**REQUIREMENTS**
Pull out every line in the entries below that contains the string "jacket", matching case exactly, and list those lines.

**DATASET ROWS**
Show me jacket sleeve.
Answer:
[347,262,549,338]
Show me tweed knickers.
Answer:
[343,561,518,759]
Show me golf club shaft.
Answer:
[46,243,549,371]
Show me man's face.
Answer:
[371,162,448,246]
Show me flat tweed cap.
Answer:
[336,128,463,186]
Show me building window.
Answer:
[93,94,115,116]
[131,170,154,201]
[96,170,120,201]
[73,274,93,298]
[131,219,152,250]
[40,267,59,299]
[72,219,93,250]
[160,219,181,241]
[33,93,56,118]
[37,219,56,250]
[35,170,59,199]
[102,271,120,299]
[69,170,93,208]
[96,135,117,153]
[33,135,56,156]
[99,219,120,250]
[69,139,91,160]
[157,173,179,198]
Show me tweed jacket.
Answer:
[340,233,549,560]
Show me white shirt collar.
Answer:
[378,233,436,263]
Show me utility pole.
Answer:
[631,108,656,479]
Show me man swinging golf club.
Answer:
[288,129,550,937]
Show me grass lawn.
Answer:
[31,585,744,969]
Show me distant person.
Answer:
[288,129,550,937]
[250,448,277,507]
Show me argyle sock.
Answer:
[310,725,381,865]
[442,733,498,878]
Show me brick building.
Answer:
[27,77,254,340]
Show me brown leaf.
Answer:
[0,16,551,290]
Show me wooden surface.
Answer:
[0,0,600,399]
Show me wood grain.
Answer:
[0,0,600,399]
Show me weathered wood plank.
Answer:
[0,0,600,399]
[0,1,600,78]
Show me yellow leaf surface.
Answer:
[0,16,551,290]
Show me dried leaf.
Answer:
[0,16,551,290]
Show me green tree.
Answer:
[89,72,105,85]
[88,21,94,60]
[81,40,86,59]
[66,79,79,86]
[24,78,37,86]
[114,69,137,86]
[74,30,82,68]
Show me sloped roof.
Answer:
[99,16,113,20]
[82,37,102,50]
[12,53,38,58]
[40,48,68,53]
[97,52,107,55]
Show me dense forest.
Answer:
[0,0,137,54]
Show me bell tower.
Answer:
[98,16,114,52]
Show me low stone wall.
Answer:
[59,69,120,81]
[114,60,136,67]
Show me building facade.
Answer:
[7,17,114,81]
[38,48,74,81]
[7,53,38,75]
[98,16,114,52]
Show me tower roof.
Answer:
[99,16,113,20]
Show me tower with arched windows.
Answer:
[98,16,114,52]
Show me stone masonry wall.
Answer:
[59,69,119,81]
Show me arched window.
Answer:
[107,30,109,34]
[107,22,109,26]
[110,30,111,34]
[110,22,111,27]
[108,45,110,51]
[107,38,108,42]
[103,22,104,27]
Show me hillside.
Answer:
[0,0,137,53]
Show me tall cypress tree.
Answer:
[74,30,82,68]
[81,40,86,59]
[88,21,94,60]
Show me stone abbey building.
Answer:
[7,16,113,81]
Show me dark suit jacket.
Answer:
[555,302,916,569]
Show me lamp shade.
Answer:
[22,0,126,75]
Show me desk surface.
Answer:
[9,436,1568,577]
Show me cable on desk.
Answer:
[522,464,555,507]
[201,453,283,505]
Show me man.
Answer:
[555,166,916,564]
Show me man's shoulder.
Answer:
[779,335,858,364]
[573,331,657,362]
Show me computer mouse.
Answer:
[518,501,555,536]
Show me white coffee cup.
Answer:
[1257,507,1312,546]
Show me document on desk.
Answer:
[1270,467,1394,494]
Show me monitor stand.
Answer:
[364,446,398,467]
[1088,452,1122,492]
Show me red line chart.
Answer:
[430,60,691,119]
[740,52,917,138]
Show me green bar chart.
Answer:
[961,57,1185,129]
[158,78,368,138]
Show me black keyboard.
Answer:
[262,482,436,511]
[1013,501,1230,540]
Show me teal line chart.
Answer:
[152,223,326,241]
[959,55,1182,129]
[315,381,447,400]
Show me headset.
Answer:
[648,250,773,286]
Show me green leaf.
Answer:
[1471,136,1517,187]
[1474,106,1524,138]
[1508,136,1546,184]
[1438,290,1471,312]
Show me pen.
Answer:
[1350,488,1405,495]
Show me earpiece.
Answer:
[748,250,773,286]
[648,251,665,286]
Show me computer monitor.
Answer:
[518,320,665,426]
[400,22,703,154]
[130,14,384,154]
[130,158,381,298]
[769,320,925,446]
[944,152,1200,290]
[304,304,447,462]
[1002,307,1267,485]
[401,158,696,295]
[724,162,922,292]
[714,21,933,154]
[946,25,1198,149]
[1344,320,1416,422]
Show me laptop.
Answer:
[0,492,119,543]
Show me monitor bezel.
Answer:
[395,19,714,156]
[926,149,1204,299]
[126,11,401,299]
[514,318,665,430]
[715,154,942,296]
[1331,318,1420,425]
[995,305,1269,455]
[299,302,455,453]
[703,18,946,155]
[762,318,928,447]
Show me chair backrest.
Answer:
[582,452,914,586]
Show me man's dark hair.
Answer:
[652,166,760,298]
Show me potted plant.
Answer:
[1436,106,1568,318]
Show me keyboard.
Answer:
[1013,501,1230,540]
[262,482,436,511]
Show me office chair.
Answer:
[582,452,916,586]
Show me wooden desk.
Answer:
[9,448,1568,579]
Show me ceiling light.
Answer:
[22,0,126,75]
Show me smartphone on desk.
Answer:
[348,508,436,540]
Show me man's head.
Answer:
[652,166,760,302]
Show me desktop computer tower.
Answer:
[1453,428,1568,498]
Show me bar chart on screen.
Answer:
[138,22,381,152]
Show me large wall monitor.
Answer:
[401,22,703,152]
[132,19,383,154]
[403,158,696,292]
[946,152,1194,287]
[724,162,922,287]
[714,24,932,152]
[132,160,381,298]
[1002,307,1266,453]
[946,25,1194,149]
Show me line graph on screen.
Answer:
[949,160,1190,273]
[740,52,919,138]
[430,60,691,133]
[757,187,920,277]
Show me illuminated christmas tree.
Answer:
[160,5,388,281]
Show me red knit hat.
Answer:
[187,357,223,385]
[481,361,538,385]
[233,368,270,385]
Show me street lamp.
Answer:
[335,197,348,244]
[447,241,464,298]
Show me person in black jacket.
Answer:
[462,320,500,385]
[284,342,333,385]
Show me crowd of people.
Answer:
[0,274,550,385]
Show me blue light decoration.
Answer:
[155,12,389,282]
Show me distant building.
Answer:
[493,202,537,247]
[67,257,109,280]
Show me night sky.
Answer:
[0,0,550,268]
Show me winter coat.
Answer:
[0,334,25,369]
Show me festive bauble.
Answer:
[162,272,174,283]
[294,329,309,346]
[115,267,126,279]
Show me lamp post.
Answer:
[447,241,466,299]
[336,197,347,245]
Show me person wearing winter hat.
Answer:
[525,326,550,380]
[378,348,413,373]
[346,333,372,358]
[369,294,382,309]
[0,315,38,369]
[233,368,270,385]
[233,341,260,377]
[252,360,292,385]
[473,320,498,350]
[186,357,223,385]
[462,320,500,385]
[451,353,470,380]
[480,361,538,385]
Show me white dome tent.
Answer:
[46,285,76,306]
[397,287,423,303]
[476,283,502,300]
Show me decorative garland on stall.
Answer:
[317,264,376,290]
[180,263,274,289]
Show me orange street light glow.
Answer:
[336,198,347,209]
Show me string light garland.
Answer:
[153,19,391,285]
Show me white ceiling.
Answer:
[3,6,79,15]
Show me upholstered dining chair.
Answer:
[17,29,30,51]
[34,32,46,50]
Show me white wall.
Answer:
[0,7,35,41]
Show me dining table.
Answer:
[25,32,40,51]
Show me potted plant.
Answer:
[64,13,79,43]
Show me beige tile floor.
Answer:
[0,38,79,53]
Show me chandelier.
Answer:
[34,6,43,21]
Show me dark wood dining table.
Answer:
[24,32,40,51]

**RESPONSE TO THE TASK**
Show me jacket sleeve.
Show me tweed jacket.
Show me dark suit jacket.
Show me person in black jacket.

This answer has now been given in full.